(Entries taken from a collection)

>>>

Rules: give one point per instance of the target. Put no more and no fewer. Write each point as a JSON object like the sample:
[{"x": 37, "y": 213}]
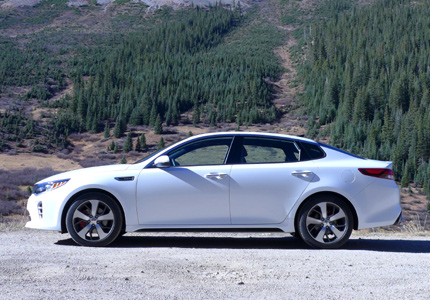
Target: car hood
[{"x": 86, "y": 171}]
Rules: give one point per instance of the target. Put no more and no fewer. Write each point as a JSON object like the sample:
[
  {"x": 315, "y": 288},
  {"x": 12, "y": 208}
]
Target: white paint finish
[
  {"x": 183, "y": 195},
  {"x": 253, "y": 195}
]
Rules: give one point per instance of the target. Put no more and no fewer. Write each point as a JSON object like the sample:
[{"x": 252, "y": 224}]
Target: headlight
[{"x": 49, "y": 186}]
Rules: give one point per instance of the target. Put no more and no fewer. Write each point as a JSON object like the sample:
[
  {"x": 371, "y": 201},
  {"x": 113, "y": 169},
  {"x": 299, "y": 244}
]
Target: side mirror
[{"x": 162, "y": 162}]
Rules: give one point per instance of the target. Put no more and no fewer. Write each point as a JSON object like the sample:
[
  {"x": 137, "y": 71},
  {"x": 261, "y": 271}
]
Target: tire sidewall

<<<

§ **Task to complete**: Add 85 to every x and y coordinate in the answer points, leaving the sample coordinates in the requests unchanged, and write out all of the lines again, requests included. Leave the pictures out.

§ **Response to this task**:
Rules: give one point per instance of the target. Put no more and no fewer. Write each point as a JSON object like the sample:
[{"x": 37, "y": 213}]
Target: car hood
[{"x": 171, "y": 256}]
Rules: give one point per instance of the target. Put no more and no fewer. Write each point as a JSON object like the sample:
[
  {"x": 315, "y": 288},
  {"x": 12, "y": 208}
]
Target: white paint finish
[
  {"x": 268, "y": 280},
  {"x": 338, "y": 280}
]
Rules: give one point per instance of the target. Put no more and no fewer. Write each point as a JSON object like the sample:
[{"x": 252, "y": 224}]
Target: headlight
[{"x": 134, "y": 271}]
Rules: give one point per instance of the target. Put no more and no fewer. Write each point as a JSON object like the sample:
[
  {"x": 371, "y": 201},
  {"x": 113, "y": 169},
  {"x": 299, "y": 244}
]
Target: side mirror
[{"x": 247, "y": 247}]
Rules: give one point per instance of the target. Put no more and no fewer. Write each point as a JSON object like the sample:
[
  {"x": 137, "y": 71},
  {"x": 261, "y": 271}
]
Target: tire sidewall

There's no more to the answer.